╭──
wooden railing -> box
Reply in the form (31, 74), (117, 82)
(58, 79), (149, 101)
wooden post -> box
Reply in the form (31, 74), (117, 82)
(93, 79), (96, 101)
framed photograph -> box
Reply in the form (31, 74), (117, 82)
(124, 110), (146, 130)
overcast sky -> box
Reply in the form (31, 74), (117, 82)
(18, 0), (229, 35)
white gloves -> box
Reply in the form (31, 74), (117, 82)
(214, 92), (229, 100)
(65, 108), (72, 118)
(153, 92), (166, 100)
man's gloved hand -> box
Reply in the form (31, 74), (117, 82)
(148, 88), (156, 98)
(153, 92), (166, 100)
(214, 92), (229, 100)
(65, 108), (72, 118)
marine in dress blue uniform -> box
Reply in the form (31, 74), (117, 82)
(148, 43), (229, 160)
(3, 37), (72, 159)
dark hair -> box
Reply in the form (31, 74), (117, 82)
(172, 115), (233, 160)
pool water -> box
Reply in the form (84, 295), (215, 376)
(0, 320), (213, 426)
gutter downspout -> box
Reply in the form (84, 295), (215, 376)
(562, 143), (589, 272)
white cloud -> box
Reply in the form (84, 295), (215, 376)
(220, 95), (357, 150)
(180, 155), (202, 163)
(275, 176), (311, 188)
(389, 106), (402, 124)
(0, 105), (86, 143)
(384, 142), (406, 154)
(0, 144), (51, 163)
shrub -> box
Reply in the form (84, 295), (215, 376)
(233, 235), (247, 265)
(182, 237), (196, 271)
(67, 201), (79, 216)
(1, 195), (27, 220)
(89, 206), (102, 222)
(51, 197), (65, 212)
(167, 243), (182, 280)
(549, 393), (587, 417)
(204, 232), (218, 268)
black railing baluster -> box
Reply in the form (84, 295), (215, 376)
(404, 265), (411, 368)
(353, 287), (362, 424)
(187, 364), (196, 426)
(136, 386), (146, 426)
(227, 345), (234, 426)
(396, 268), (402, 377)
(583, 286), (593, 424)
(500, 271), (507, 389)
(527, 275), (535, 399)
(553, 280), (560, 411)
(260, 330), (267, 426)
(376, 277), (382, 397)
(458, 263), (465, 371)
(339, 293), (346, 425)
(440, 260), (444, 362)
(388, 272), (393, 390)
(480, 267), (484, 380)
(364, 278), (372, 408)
╰──
Instruções |
Atualize todos os itens acima, substituindo "Reply in the form" por "Answer using the format" e deixando o resto sem nenhuma alteração.

Resultado |
wooden railing -> box
Answer using the format (31, 74), (117, 82)
(58, 79), (149, 101)
wooden post -> box
Answer using the format (31, 74), (117, 82)
(93, 79), (96, 101)
framed photograph -> box
Answer using the format (31, 74), (117, 82)
(124, 110), (146, 130)
overcast sky -> box
Answer using the format (31, 74), (117, 82)
(18, 0), (229, 35)
white gloves -> box
Answer using the format (31, 74), (117, 82)
(214, 92), (229, 100)
(65, 108), (72, 118)
(153, 92), (166, 100)
man's gloved hand -> box
Answer using the format (31, 74), (117, 82)
(148, 88), (156, 98)
(153, 92), (166, 100)
(214, 92), (229, 100)
(65, 108), (72, 118)
marine in dress blue uniform -> box
Answer using the format (31, 74), (117, 82)
(148, 43), (229, 160)
(3, 37), (72, 159)
dark hair -> box
Answer using the format (31, 74), (117, 82)
(172, 115), (233, 160)
pool water -> box
Answer using the format (84, 295), (215, 376)
(0, 320), (213, 426)
gutter downspout -> box
Answer using the format (84, 295), (215, 376)
(562, 143), (589, 272)
white cloud -> box
Answer using the format (84, 295), (215, 376)
(220, 95), (357, 150)
(180, 155), (202, 163)
(275, 176), (311, 188)
(389, 106), (402, 124)
(0, 105), (86, 143)
(384, 142), (406, 154)
(0, 144), (51, 163)
shrub -> box
Answer using the format (84, 295), (215, 376)
(233, 235), (247, 265)
(182, 237), (196, 271)
(67, 201), (79, 216)
(1, 195), (27, 220)
(89, 206), (102, 222)
(51, 197), (65, 212)
(167, 243), (182, 280)
(549, 393), (587, 417)
(204, 232), (218, 268)
black railing baluster -> box
Answer using the format (84, 295), (215, 376)
(404, 265), (411, 368)
(353, 287), (362, 424)
(187, 364), (196, 426)
(136, 386), (146, 426)
(227, 345), (234, 426)
(396, 268), (402, 377)
(583, 286), (593, 424)
(500, 271), (507, 389)
(527, 275), (535, 399)
(553, 280), (560, 411)
(260, 330), (267, 426)
(376, 277), (382, 397)
(458, 263), (465, 371)
(339, 293), (346, 425)
(440, 260), (444, 362)
(388, 272), (393, 390)
(480, 267), (484, 380)
(364, 278), (372, 408)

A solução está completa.